TASK TO CARRY OUT >> Quote every line of the material beneath this one.

━━━━━━

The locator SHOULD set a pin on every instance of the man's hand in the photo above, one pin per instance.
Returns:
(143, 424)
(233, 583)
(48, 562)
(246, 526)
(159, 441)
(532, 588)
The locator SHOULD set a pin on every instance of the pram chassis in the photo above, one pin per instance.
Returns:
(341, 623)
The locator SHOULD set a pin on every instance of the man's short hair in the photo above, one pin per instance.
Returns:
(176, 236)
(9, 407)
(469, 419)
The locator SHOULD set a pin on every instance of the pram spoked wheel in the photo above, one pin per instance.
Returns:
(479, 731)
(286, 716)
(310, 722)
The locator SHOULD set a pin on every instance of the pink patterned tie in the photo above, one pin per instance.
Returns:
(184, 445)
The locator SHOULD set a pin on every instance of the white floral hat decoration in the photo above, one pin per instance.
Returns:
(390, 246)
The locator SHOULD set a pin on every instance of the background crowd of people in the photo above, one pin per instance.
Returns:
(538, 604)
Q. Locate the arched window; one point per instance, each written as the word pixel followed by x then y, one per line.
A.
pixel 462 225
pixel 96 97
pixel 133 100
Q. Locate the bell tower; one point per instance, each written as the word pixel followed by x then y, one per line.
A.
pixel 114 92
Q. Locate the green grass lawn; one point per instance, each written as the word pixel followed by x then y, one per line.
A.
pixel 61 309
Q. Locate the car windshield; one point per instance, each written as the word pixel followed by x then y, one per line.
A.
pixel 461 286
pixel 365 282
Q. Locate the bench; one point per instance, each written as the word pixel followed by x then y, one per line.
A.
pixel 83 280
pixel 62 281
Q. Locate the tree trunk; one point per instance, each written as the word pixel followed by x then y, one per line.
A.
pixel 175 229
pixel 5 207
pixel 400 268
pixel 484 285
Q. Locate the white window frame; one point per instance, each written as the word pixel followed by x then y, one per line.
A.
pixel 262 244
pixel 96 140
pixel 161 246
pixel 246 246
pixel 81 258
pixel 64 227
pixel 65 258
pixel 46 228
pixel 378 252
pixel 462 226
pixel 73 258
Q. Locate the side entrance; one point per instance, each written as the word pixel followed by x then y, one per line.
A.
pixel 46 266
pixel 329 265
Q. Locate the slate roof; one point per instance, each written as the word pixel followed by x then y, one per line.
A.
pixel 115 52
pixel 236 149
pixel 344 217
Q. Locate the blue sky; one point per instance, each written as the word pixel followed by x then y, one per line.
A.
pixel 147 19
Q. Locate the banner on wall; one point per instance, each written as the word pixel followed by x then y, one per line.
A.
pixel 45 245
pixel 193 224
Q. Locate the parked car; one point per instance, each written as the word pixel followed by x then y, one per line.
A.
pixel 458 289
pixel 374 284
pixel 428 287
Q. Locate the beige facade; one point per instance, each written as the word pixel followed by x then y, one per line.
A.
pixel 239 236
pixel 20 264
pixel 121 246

━━━━━━

WRITTEN REPLY >>
The locator SHOULD set a pin on every instance of the man's hand in the photo above, one pin per instance.
Returns:
(143, 424)
(233, 583)
(48, 562)
(246, 526)
(159, 441)
(532, 588)
The locator SHOULD set a pin on every instance of the pram chassis in the photo above, one pin per instance.
Returns:
(341, 623)
The locator SHOULD set a pin on every instance of the man's short hair in the photo above, one pin per instance.
Returns:
(176, 236)
(9, 407)
(469, 419)
The locator SHOULD set a pin on every instance of the pram spoked wheel in the photo above, one pin per instance.
Returns:
(479, 731)
(286, 716)
(310, 722)
The locator SHOULD set a pin on every instance of the pink patterned tie in the photo above, one pin per instance.
Returns:
(184, 445)
The locator SHOULD set a pin on every instance of the white floral hat decoration in the photo above, one pin per instance.
Returns:
(390, 246)
The locator SHOULD set a pin on every instance of the background crowd of people in the photo above, one pin per instance.
Returns:
(538, 604)
Q. Locate the arched window; one point per instance, each written as the word pixel followed by x then y, one per line.
A.
pixel 462 225
pixel 96 97
pixel 133 100
Q. Locate the bell tower; one point per instance, each written as the word pixel followed by x then y, one per line.
A.
pixel 114 92
Q. Locate the green grass lawn; one point per instance, each written as the word pixel followed by x then y, one per line.
A.
pixel 61 309
Q. Locate the car windshield; one point per instance, each written as the word pixel followed by x then y, one per line.
A.
pixel 461 286
pixel 365 282
Q. Locate the bench; one point per instance, each written as the word pixel followed by x then y, one per line.
A.
pixel 83 280
pixel 62 281
Q. Locate the tree trunk; one point per instance, each written as the word pixel followed by x then y, one per line.
A.
pixel 175 229
pixel 5 207
pixel 400 268
pixel 484 285
Q. Locate the white window frame; one point per instance, each written as the word pixel followed by x then y, one per line.
A.
pixel 262 244
pixel 96 140
pixel 161 246
pixel 246 246
pixel 81 258
pixel 64 227
pixel 65 258
pixel 46 228
pixel 378 252
pixel 462 226
pixel 73 258
Q. Locate the side entrance; one point per instance, each written as the word pixel followed by x then y, one per line.
A.
pixel 46 266
pixel 329 265
Q. Locate the slate roof; one point per instance, each written as the word pixel followed by x then y, one per line.
A.
pixel 115 52
pixel 236 149
pixel 344 217
Q. Locate the blue sky; one point per instance, each written as the word pixel followed by x then y, one per line.
A.
pixel 147 19
Q. Locate the banner on wall; one point per instance, each written as the word pixel followed by x then y, one per line.
A.
pixel 45 245
pixel 193 224
Q. Locate the parked car; one point per instance, each written as the word pixel followed by x then y, one per line.
A.
pixel 458 289
pixel 374 284
pixel 428 287
Q. Locate the beige facade; one point per instance, each written as the word pixel followed by x then y, one per line.
A.
pixel 239 236
pixel 20 264
pixel 121 246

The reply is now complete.